Work request: Could you print every record below exactly as it appears?

Saved data entries:
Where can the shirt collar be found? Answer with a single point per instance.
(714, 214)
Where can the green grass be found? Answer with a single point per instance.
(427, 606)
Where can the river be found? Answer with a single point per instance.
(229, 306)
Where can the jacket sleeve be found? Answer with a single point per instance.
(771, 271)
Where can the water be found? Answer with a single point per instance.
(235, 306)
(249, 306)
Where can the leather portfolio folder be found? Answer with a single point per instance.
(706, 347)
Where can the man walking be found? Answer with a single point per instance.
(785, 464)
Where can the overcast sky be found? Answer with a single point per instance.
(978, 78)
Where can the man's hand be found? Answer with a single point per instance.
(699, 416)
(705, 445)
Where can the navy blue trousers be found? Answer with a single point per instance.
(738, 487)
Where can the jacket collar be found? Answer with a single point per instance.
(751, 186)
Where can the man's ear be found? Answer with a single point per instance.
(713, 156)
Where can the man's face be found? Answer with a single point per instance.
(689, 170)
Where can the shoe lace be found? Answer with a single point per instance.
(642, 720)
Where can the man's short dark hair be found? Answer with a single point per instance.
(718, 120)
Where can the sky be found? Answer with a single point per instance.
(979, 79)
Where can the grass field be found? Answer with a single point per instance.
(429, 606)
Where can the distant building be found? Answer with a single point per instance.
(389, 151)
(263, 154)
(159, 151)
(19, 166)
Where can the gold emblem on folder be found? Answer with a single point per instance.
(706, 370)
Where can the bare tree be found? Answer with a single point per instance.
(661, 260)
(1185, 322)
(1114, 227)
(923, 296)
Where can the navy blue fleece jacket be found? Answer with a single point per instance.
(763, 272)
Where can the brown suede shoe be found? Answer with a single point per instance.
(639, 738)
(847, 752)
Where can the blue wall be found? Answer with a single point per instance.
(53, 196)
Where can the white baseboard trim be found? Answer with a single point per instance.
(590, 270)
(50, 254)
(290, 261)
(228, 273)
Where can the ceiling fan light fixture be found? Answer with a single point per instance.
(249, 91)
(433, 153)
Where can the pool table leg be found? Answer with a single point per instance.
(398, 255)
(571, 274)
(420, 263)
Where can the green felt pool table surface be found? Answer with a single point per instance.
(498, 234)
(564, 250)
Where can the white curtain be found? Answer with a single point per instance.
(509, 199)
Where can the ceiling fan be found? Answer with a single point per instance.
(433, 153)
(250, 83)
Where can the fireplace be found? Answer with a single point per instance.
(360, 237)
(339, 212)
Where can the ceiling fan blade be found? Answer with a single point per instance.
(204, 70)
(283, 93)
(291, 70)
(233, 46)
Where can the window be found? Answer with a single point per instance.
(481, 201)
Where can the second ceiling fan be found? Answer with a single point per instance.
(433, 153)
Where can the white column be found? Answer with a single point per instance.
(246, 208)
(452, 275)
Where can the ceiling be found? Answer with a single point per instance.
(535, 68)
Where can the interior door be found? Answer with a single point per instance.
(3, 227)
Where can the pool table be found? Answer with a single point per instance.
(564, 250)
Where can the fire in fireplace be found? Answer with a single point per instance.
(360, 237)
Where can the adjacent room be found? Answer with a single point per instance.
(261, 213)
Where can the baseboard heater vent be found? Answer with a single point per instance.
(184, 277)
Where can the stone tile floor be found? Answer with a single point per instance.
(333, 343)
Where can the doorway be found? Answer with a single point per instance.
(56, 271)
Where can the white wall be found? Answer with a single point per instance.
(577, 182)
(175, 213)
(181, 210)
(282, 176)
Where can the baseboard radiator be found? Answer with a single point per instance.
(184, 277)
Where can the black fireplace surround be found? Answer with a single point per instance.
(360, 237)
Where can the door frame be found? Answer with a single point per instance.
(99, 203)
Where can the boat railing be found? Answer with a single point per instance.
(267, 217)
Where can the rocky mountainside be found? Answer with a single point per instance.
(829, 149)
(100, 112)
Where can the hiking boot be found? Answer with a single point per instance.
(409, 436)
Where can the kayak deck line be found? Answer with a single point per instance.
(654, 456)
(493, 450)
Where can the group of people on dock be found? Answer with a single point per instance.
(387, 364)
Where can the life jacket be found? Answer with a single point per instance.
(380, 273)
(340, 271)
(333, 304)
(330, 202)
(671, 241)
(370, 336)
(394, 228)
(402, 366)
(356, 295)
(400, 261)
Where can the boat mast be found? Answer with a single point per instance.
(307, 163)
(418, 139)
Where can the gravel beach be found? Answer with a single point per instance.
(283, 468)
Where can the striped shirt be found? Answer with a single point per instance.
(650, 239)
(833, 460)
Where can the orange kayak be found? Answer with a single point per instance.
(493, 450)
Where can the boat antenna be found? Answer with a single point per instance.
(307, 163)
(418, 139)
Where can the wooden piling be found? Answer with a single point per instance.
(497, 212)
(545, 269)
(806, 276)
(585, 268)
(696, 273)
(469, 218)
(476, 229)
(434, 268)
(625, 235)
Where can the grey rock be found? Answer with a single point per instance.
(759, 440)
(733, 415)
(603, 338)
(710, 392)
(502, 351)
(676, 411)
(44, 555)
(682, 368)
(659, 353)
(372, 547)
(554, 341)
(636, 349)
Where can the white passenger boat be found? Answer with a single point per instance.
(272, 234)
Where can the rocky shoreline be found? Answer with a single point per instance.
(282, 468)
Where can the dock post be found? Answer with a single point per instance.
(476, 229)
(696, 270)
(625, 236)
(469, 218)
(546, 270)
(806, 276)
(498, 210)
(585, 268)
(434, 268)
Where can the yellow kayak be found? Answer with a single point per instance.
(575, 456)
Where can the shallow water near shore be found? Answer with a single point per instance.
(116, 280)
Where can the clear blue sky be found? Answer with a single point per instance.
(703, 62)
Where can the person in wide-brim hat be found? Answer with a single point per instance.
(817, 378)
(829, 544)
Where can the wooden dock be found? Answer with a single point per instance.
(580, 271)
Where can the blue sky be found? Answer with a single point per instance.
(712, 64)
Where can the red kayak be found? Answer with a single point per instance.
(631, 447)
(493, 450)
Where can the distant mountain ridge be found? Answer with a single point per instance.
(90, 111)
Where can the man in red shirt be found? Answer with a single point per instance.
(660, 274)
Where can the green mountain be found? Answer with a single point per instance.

Written response:
Where can the shirt collar be found? Answer with a single point per instance.
(714, 214)
Where can the green grass be found? Answer with a single point per instance.
(427, 606)
Where can the river be found? Answer with a single point per instance.
(229, 306)
Where can the jacket sleeve be found? Answer with a single point per instance.
(771, 271)
Where can the water be found? Answer with a single point per instance.
(235, 306)
(249, 306)
Where can the leather portfolio folder be found? Answer with a single point per instance.
(706, 347)
Where can the man walking be found? Answer with a single point per instance.
(785, 464)
Where can the overcast sky be found? Answer with a single point per instance.
(978, 78)
Where can the man's hand be found? Answer with a single point per instance.
(699, 416)
(705, 445)
Where can the navy blue trousers be found? Answer with a single point per instance.
(738, 487)
Where can the jacket collar be found? Answer with a single point per instance.
(751, 186)
Where can the man's ear be found? Answer with a single point per instance.
(713, 156)
Where can the man's face be found? Answer with a single point per instance.
(689, 170)
Where can the shoe lace be found? Answer with a single point per instance.
(642, 720)
Where can the man's short dark hair be found? Answer with a single point per instance.
(718, 120)
Where can the sky be found? Answer with a single point per instance.
(979, 79)
Where can the grass field be found? Answer with a single point per instance.
(429, 606)
Where can the distant building be found? Answer with a single point per instance.
(389, 151)
(263, 154)
(159, 151)
(19, 166)
Where can the gold emblem on folder be found? Answer with a single point per instance.
(706, 370)
Where can the bare tree be found? Answer with a single point per instance.
(661, 260)
(1185, 322)
(1114, 227)
(923, 296)
Where can the navy blue fleece jacket be found? Answer with a single point per instance.
(763, 272)
Where can the brown suede shoe be found? Answer with a single point per instance.
(639, 738)
(847, 752)
Where can the blue wall be found? Answer with a single point per instance.
(53, 196)
Where can the white baseboard trim be found? Answer with a single point per instance.
(590, 270)
(50, 254)
(290, 261)
(228, 273)
Where can the ceiling fan light fixture be found? Answer with a single point per instance.
(249, 91)
(433, 153)
Where can the pool table leg be found? Answer with a single point per instance.
(398, 255)
(571, 274)
(420, 263)
Where can the green felt pool table surface be found? Answer with a single point per instance.
(498, 234)
(564, 250)
Where can the white curtain be found? Answer with a single point per instance.
(509, 199)
Where can the ceiling fan be found? Answer with a single point per instance.
(433, 153)
(250, 83)
Where can the fireplace be found? Answer with a single point per instance.
(360, 237)
(339, 212)
Where can the ceiling fan blade be found? Answer with a single point per instance.
(204, 70)
(283, 93)
(291, 70)
(233, 46)
Where can the window be found? Answer with a single point per instance.
(481, 201)
Where can the second ceiling fan be found? Answer with a single point per instance.
(433, 153)
Where can the white column be found? Answer with a single point per instance.
(246, 208)
(452, 275)
Where can the ceiling be found? Answer with a single point per instance.
(535, 68)
Where can the interior door be found? Answer with a single point per instance.
(3, 227)
Where can the pool table be found? Answer with a single point per instance.
(564, 250)
Where can the fire in fireplace be found? Answer with a single point per instance.
(360, 237)
Where can the adjacent room be found? Answer with a single point per instance.
(261, 213)
Where can the baseboard heater vent be found? Answer with a single point per instance.
(184, 277)
Where can the stone tile floor be found? Answer with a single point per instance.
(333, 343)
Where can the doorway be found? Answer with a single point per instance.
(56, 271)
Where can the white wall be found? Answer with a single point per instance.
(577, 182)
(175, 213)
(181, 210)
(282, 176)
Where can the baseboard radiator be found? Answer with a single point per instance.
(184, 277)
Where can the black fireplace surround be found? Answer with a single point per instance.
(360, 237)
Where can the door frame be found? Answer with a single point per instance.
(99, 203)
Where can the boat railing be found? Answer with a single point per instance.
(267, 217)
Where can the rocky mountainside be found? Answer with a single point per instance.
(829, 149)
(100, 112)
Where can the hiking boot be found? Answer with a single point per instance.
(409, 436)
Where can the kayak deck line be found? Answer with a single point per instance.
(654, 456)
(493, 450)
Where can the group of people on dock be found? Answer with a single point per instance.
(387, 364)
Where can the life jacket be found? Answer with a single point per instance.
(380, 273)
(340, 271)
(333, 304)
(330, 202)
(671, 241)
(370, 336)
(394, 228)
(402, 366)
(356, 295)
(400, 261)
Where can the boat mast be found? Answer with a single point per instance.
(307, 163)
(418, 139)
Where can the gravel beach be found? Answer with a single point per instance.
(283, 468)
Where can the striped shirt be found? Answer with a single point per instance.
(650, 239)
(833, 460)
Where can the orange kayak be found? Answer with a single point per instance.
(493, 450)
Where can the boat antenna be found? Answer with a single point per instance.
(307, 163)
(418, 139)
Where can the wooden piling be found? Answer with a single point per instance.
(497, 212)
(545, 269)
(806, 276)
(585, 268)
(696, 273)
(469, 218)
(476, 229)
(434, 268)
(625, 235)
Where can the grey rock be found? Answer with a single point per instance.
(759, 440)
(733, 415)
(603, 338)
(710, 392)
(502, 351)
(676, 411)
(44, 555)
(682, 368)
(659, 353)
(372, 547)
(554, 341)
(636, 349)
Where can the white passenger boat be found? Answer with a single point per instance.
(272, 234)
Where can the rocky shoreline be found? Answer with a single point per instance.
(282, 468)
Where can the dock post be found? Answer with a single point per instance.
(476, 229)
(696, 270)
(625, 236)
(469, 218)
(546, 270)
(806, 276)
(498, 210)
(585, 268)
(434, 268)
Where can the yellow kayak be found? Answer with a single point per instance.
(575, 456)
Where can the shallow water near shore be found? Answer with a single point per instance.
(116, 280)
Where can the clear blue sky be found? Answer with a single point per instance.
(703, 62)
Where can the person in wide-brim hat be found? Answer with a single point per instance.
(817, 378)
(829, 544)
Where can the wooden dock be found? Answer with a single point per instance.
(580, 271)
Where can the blue sky be found? Answer with a single point per instance.
(712, 64)
Where can the red kayak be found? Answer with a single point per instance.
(631, 447)
(493, 450)
Where can the distant mountain ridge be found? Answer with a single point per instance.
(90, 111)
Where can the man in red shirt be found? Answer with a single point per instance.
(660, 274)
Where can the green mountain be found? Answer with a single point per instance.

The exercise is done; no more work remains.